◆ Entries provided

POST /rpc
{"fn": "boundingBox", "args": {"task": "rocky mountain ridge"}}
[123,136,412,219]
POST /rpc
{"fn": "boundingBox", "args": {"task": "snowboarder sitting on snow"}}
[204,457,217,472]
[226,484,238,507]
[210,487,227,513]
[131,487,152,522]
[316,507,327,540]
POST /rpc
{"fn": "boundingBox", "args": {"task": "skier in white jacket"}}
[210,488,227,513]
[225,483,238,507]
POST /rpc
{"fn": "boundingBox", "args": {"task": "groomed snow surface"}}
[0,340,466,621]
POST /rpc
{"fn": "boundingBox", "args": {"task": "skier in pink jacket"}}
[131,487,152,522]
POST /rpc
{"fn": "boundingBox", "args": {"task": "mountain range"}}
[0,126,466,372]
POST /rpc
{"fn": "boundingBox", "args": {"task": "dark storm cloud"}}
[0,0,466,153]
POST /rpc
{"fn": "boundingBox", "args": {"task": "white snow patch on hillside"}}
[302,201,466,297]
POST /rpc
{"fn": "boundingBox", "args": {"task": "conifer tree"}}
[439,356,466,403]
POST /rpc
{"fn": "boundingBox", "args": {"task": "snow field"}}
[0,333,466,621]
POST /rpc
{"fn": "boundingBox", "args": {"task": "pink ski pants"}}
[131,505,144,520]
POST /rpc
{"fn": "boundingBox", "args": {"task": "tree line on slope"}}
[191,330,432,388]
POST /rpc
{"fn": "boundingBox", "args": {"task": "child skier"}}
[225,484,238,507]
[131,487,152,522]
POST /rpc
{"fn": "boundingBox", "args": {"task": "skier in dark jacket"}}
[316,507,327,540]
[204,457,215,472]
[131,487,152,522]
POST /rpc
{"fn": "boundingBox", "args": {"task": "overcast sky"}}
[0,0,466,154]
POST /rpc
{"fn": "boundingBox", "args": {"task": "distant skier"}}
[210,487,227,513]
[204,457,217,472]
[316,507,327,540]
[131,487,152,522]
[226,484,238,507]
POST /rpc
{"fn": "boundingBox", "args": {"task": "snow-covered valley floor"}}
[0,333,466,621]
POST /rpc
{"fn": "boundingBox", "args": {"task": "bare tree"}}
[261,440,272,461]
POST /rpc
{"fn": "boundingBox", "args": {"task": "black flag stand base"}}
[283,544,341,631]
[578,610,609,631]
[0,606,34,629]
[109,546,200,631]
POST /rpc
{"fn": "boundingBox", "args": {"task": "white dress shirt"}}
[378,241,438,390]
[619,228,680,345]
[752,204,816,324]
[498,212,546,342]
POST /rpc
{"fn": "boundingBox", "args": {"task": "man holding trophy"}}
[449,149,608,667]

◆ Problem to work on
Put every line of the items above into a numbered list, omitting any blank lines.

◆ Result of the task
1. POST /rpc
2. {"fn": "boundingBox", "args": {"task": "rocky mountain ridge"}}
3. [123,136,412,219]
4. POST /rpc
5. {"fn": "boundingBox", "args": {"task": "snowboarder sitting on snow"}}
6. [204,457,217,472]
7. [226,484,238,507]
8. [210,487,227,513]
9. [131,487,152,522]
10. [316,507,327,540]
11. POST /rpc
12. {"fn": "boundingBox", "args": {"task": "skier in white jacket"}}
13. [210,488,227,513]
14. [225,483,238,507]
15. POST /rpc
16. {"fn": "boundingBox", "args": {"task": "groomed snow surface"}}
17. [0,340,466,621]
18. POST /rpc
19. {"fn": "boundingBox", "args": {"task": "skier in pink jacket"}}
20. [131,487,152,522]
21. POST /rpc
22. {"fn": "boundingBox", "args": {"task": "mountain range"}}
23. [0,126,466,372]
24. POST /rpc
25. {"fn": "boundingBox", "args": {"task": "dark storm cloud"}}
26. [0,0,466,153]
27. POST /rpc
28. {"fn": "boundingBox", "args": {"task": "white snow patch on hillside"}}
29. [302,201,466,297]
30. POST /rpc
31. {"fn": "boundingBox", "args": {"task": "conifer tree"}}
32. [439,356,466,403]
33. POST /rpc
34. {"fn": "boundingBox", "args": {"task": "snow field"}}
35. [0,333,466,621]
36. POST /rpc
37. {"fn": "boundingBox", "args": {"task": "pink ski pants"}}
38. [131,505,144,520]
39. POST /rpc
40. {"fn": "boundingBox", "args": {"task": "tree line on slope"}}
41. [191,330,432,388]
42. POST /rpc
43. {"fn": "boundingBox", "args": {"task": "child skier"}}
44. [225,484,238,507]
45. [131,487,152,522]
46. POST /rpc
47. {"fn": "boundingBox", "args": {"task": "skier in dark jacket"}}
48. [316,507,327,540]
49. [204,457,215,472]
50. [131,487,152,522]
51. POST /rpc
52. {"fn": "boundingBox", "args": {"task": "overcast sky"}}
53. [0,0,466,154]
54. POST /rpc
55. {"fn": "boundingBox", "args": {"task": "distant skier"}}
56. [210,487,227,513]
57. [204,457,217,472]
58. [316,507,327,540]
59. [131,487,152,522]
60. [226,484,238,507]
61. POST /rpc
62. {"fn": "boundingBox", "args": {"task": "snow-covered valley floor"}}
63. [0,333,466,621]
64. POST /rpc
65. {"fn": "boundingBox", "args": {"task": "bare tree"}}
66. [261,440,272,461]
67. POST /rpc
68. {"fn": "boundingBox", "args": {"task": "black flag stand base"}}
69. [283,544,341,631]
70. [578,610,609,631]
71. [0,606,34,629]
72. [109,546,200,631]
73. POST /rpc
74. {"fn": "boundingBox", "args": {"task": "white dress shirt"}}
75. [378,241,438,390]
76. [619,228,680,345]
77. [752,204,816,324]
78. [498,212,546,342]
79. POST /rpc
80. {"fn": "boundingBox", "args": {"task": "man holding trophy"}}
81. [449,149,608,667]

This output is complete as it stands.